Using the records below, quote only the span that opens with the line containing "point(209, 306)" and closes with the line containing "point(36, 40)", exactly and inclusively.

*PROVIDED RECORDS*.
----------------------------------------

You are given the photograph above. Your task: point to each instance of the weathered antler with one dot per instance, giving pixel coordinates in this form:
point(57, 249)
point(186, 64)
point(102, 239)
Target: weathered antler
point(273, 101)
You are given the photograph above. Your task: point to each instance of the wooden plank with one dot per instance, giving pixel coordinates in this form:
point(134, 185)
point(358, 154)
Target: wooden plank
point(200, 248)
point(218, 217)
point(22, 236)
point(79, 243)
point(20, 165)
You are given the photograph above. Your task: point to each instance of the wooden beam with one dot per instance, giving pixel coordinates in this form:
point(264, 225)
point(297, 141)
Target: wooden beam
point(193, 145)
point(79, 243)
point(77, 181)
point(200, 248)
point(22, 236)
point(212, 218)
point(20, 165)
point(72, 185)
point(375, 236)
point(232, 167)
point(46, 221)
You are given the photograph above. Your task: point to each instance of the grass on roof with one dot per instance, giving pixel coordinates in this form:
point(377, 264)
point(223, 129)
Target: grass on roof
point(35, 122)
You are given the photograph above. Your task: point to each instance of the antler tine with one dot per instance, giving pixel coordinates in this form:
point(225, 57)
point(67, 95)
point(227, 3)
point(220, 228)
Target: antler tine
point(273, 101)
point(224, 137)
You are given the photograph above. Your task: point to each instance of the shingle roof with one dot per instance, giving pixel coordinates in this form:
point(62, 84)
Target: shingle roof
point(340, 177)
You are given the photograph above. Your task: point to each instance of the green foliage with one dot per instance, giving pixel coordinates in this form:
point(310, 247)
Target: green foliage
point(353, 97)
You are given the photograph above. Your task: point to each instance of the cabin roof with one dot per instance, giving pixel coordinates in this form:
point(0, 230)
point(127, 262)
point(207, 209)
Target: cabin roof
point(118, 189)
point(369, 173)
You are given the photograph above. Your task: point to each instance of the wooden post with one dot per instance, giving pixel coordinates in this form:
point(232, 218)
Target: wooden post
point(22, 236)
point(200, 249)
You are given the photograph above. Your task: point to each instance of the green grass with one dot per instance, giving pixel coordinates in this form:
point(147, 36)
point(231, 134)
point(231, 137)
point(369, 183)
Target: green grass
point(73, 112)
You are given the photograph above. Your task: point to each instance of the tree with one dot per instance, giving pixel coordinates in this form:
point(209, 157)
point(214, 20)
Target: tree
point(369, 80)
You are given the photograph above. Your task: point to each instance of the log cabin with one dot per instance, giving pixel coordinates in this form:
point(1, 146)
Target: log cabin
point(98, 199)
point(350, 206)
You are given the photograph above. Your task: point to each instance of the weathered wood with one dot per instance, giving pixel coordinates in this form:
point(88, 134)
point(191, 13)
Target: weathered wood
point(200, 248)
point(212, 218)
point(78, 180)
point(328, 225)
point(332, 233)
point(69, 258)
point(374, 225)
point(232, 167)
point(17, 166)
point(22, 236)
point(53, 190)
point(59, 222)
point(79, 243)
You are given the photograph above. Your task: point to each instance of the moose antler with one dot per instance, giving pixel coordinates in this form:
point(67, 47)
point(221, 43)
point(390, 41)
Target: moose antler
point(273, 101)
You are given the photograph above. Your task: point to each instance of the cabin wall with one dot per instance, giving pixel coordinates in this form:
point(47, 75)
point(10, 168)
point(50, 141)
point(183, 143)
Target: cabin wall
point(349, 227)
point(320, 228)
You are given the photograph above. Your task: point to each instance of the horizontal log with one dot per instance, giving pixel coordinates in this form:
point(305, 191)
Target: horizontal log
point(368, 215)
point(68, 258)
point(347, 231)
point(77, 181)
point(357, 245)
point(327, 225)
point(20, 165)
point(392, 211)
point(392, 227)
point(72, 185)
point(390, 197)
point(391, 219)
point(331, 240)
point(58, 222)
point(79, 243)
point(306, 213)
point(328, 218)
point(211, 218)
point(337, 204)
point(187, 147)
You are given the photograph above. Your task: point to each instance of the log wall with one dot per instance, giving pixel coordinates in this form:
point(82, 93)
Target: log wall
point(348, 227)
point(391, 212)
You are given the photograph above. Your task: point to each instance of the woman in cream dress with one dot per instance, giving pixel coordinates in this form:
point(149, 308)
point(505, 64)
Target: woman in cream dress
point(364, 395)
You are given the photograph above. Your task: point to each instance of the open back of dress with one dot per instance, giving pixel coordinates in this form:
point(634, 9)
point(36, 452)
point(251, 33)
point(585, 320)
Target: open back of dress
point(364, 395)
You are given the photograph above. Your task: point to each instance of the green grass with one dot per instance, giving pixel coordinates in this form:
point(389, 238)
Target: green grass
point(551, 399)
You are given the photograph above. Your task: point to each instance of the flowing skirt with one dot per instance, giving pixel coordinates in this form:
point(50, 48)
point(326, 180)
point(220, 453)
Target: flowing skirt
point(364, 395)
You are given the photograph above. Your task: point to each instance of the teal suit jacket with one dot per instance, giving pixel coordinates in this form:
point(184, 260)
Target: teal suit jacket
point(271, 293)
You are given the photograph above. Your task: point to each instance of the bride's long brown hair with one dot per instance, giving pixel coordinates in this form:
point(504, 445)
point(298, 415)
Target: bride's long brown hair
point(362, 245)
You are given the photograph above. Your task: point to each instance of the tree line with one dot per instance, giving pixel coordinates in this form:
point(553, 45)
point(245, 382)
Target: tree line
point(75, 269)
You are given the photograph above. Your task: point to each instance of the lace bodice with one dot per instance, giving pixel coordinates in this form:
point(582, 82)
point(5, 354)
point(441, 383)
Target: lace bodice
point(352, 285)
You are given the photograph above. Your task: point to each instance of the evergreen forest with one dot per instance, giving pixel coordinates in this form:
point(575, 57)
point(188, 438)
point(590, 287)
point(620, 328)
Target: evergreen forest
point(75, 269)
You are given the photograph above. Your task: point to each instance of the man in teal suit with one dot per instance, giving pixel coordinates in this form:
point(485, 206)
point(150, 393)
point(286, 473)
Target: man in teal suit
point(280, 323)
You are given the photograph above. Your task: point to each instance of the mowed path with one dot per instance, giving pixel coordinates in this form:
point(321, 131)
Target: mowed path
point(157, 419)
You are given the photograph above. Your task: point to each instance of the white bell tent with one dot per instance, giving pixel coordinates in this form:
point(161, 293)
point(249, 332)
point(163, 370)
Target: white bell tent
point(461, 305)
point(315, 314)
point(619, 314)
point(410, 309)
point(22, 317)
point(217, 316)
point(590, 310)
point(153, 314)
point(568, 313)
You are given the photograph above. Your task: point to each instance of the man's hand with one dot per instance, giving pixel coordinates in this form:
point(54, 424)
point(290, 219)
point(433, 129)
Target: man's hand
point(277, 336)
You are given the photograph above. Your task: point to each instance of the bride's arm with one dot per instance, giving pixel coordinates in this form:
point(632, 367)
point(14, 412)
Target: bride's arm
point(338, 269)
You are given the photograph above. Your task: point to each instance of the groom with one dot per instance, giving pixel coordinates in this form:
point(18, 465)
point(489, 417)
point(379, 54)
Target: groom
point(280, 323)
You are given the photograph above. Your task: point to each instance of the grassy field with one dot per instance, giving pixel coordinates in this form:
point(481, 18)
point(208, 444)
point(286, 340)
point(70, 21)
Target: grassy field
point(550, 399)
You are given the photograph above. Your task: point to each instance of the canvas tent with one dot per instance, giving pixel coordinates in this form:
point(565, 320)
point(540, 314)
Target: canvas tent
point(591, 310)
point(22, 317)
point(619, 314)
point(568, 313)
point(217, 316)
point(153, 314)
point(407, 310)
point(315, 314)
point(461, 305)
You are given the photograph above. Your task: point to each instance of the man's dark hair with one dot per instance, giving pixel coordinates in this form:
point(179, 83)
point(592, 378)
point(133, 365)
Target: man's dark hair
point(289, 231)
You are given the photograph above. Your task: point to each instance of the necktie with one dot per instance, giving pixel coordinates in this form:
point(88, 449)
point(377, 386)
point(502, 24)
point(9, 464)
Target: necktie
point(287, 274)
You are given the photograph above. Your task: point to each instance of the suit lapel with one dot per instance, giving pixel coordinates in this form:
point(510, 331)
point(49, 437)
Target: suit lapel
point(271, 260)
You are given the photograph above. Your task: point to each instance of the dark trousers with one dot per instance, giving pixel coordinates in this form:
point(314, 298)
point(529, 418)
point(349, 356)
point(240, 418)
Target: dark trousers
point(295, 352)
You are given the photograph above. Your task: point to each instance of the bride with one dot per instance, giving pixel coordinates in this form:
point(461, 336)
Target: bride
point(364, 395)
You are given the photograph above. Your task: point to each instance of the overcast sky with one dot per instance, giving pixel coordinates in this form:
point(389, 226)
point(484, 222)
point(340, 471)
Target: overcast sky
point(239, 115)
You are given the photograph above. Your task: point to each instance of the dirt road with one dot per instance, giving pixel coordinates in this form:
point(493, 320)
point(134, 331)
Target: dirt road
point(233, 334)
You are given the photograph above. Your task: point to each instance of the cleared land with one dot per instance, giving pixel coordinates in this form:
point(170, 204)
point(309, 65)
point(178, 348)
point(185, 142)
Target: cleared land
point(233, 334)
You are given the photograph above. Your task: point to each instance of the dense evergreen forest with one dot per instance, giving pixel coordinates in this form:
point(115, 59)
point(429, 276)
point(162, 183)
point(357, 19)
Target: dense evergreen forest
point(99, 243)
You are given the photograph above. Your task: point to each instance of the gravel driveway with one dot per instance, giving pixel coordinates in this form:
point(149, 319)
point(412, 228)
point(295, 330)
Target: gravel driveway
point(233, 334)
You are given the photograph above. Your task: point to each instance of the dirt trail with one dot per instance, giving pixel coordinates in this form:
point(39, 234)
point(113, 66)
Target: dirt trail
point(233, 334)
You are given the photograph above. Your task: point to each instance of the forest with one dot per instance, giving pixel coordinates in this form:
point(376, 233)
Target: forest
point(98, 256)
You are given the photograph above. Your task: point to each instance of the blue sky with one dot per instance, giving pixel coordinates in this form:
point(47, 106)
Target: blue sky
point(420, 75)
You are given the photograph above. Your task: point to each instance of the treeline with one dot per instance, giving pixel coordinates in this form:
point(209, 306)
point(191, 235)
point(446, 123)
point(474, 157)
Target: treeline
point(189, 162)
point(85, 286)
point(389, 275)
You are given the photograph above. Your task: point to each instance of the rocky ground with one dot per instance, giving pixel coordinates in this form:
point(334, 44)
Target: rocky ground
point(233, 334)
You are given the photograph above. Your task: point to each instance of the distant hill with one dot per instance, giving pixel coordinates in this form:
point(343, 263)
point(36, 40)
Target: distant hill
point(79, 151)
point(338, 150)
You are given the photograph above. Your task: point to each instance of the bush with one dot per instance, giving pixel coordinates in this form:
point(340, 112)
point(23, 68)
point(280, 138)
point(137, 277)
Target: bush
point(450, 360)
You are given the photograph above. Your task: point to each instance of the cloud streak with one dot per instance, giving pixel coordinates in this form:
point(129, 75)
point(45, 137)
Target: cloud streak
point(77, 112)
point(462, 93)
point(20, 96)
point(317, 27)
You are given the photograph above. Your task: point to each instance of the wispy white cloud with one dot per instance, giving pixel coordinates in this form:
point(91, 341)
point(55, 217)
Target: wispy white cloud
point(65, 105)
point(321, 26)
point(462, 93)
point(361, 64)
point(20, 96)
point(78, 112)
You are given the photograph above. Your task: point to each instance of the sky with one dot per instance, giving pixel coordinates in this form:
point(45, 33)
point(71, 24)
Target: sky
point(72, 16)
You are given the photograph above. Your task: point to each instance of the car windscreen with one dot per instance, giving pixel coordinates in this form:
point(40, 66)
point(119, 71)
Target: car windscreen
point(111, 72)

----------------------------------------

*WRITTEN REPLY*.
point(209, 306)
point(191, 235)
point(446, 123)
point(474, 157)
Target: treeline
point(189, 162)
point(85, 286)
point(389, 275)
You are given the photograph above. Your task: point to each instance of the rocky ground with one dot per instance, giving pixel coordinates in this form:
point(334, 44)
Target: rocky ground
point(233, 334)
You are given the photograph above. Your task: point to each instance of the distant hill with one dot per instance, giving pixel coordinates in this form:
point(343, 263)
point(36, 40)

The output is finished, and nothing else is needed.